§ Testo estratto
--------

Ai fini del limite dei 400.000 euro valgono solo i corrispettivi incassati

Finalmente dalla Cassazione la parola fine al “criterio di cassa allargato”, da sempre sostenuto dall’Agenzia delle Entrate, da sempre criticato da tutti commentatori. E non dice solo quello…

A. Le fonti normative e regolamentari

Dopo l’emanazione della legge 398/91, sull’individuazione di cosa entrasse nel calcolo del limite per poterne usufruire (oggi 400.000 euro) si è susseguita una serie ben lunga di provvedimenti, che hanno individuato due diversi criteri.

a/1 – Il criterio di cassa

Di questi provvedimenti ci limitiamo a richiamare solo i principali, partendo ovviamente dalla legge 398/91, che:

a) all’art. 1 della L. 398/91 stabilisce che possono optare per il regime speciale “ le associazioni sportive … che nel periodo d’imposta precedente hanno conseguito … proventi [commerciali, n.d.a.] per un importo non superiore a lire 360 milioni” (limite che l’art. 1, comma 50 della Legge 232/2016 ha portato da ultimo a 400.000 euro)

--------

§ Da svolgere
- 1) Riassumi in due frasi il testo sul limite dei 400.000 euro.
- 2) Nel testo sul limite dei 400.000 euro, quale disposizione ha portato il limite a quella cifra?
- 3) Per favore, prosegui il testo sul limite dei 400.000 euro a partire dall'ultima frase riportata.

§ Dati estratti
--------

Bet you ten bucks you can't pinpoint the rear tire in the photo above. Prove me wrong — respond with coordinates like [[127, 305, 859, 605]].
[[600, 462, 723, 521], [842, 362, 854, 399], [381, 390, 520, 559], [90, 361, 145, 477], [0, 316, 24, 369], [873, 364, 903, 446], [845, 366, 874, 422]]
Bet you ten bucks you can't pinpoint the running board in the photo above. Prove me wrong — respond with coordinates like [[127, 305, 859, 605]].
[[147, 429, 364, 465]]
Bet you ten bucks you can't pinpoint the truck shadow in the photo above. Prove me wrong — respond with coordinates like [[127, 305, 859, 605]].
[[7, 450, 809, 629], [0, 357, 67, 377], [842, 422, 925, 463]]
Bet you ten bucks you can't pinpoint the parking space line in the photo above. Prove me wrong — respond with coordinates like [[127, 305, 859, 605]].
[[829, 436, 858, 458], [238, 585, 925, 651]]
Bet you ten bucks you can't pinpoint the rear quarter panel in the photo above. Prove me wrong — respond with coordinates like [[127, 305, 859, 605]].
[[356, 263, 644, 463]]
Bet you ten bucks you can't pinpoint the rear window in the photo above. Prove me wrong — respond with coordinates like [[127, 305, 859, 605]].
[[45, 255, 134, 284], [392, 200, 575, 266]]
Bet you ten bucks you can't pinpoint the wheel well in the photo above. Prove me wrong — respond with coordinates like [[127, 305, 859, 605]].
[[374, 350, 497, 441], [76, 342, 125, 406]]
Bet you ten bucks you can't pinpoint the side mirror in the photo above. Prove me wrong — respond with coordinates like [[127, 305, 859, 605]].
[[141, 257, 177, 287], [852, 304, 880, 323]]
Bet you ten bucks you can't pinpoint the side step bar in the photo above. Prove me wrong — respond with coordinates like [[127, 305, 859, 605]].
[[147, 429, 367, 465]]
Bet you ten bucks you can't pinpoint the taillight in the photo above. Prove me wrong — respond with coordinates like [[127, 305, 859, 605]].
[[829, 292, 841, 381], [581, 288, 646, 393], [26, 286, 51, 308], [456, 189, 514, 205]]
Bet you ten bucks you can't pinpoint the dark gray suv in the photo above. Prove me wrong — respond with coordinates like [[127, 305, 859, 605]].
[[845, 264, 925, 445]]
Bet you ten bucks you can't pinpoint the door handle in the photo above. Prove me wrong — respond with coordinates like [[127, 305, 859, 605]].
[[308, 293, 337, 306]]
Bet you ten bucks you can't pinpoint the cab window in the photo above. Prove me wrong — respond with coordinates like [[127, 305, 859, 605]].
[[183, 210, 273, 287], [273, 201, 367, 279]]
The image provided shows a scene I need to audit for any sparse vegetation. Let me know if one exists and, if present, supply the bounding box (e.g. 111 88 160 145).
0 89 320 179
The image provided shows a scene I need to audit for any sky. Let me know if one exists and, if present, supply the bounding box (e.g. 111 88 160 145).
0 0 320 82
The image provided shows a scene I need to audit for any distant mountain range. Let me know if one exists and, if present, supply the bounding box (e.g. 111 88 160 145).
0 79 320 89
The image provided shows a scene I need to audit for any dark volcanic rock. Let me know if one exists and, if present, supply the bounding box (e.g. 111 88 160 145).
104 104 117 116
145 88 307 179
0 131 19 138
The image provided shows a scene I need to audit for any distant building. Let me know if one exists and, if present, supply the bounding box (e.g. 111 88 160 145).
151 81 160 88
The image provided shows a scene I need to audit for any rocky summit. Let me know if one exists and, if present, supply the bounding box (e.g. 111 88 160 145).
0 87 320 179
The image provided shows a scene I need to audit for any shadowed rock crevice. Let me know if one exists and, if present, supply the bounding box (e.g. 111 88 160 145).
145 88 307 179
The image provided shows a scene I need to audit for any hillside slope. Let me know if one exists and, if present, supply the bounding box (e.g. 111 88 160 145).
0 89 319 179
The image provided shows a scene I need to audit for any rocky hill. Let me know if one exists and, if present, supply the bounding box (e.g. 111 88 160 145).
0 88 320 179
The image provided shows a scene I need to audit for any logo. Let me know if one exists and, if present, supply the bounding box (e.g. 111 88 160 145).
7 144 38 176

--------

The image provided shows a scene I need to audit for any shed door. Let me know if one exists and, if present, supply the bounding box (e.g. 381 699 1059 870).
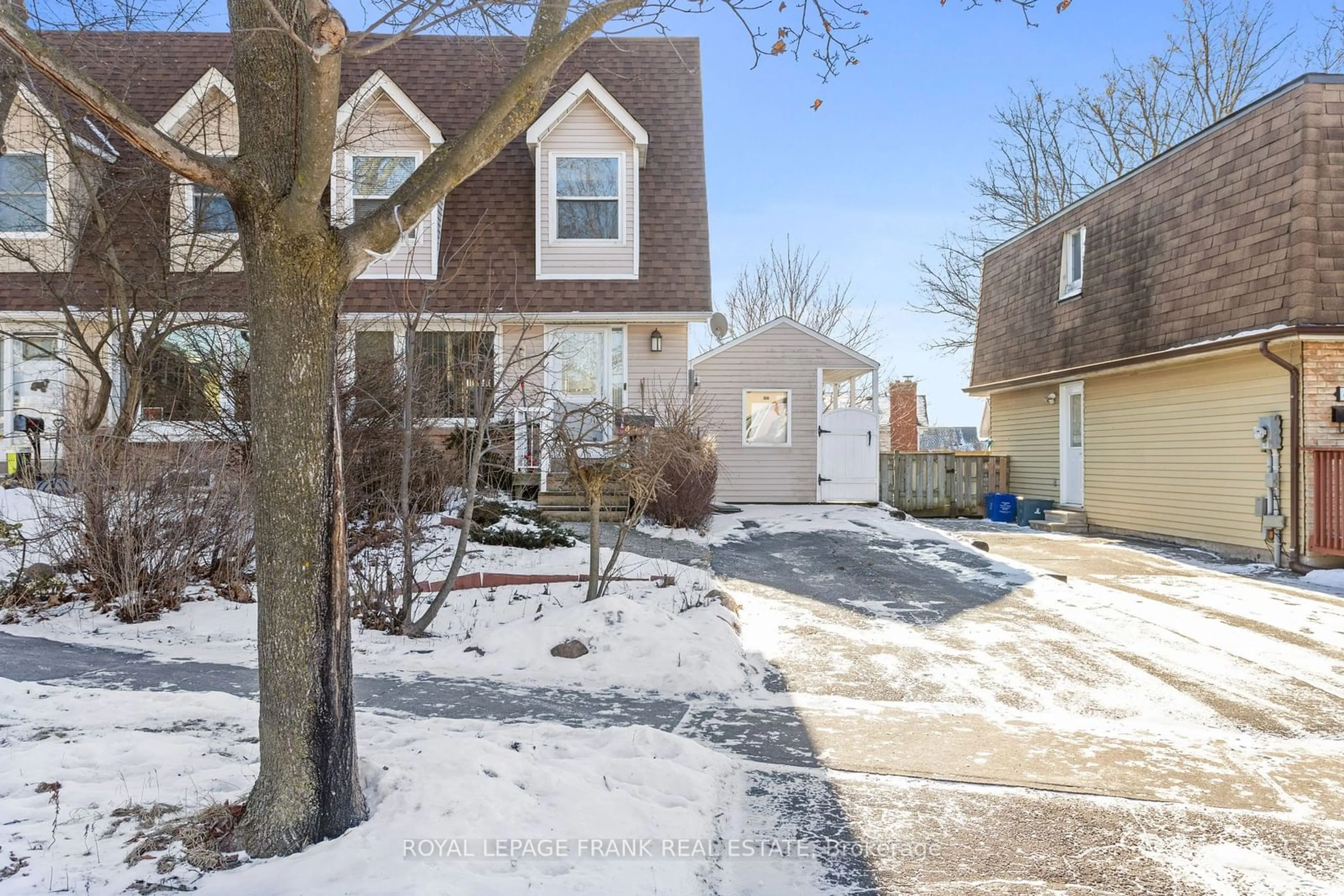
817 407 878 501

--------

§ Risposte
- 1) La Cassazione ha messo fine al "criterio di cassa allargato", sempre sostenuto dall'Agenzia delle Entrate e sempre criticato dai commentatori. Dopo la legge 398/91 una lunga serie di provvedimenti ha individuato due diversi criteri per stabilire cosa entri nel calcolo del limite per accedere al regime speciale, limite che l'art. 1, comma 50 della Legge 232/2016 ha portato a 400.000 euro.

- 2) L'art. 1, comma 50 della Legge 232/2016.

- 3)
b) all’art. 2 comma 2 sempre della legge 398/91 stabilisce che “… i soggetti che fruiscono dell’esonero devono annotare nella distinta d’incasso o nella dichiarazione d’incasso … qualsiasi provento conseguito nell’esercizio di attività commerciali”;

c) al comma 5 del medesimo art. 2 stabilisce che “… il reddito imponibile … è determinato, applicando all’ammontare dei proventi conseguiti nell’esercizio di attività commerciali il coefficiente di redditività …”;

Ben chiara è l’interpretazione dell’allora Ministero delle Finanze, nella Circolare 1/1992, illustrativa della legge 398 nella quale si afferma che, “stante la particolarità della disciplina introdotta dalla L. 398 per i soggetti ivi indicati, ai fini dell’individuazione dei proventi in argomento deve aversi riguardo al criterio di cassa”.

La legge e la circolare interpretativa di essa sono chiare nell’individuare il criterio di cassa: rilevano i proventi conseguiti (indipendentemente dalla data di fatturazione).

a/2 – Il criterio di “cassa allargata”

Successivamente la SIAE, con la Circolare 712/92, ha invece dato una diversa interpretazione della norma, introducendo il c.d. “criterio di cassa allargato”, in forza del quale, pur essendo il regime 398/91 basato sul criterio di cassa, deve intendersi che, in tale ambito “resta fermo il principio voluto dalla normativa IVA secondo cui vanno computati gli introiti fatturati ancorché non riscossi”.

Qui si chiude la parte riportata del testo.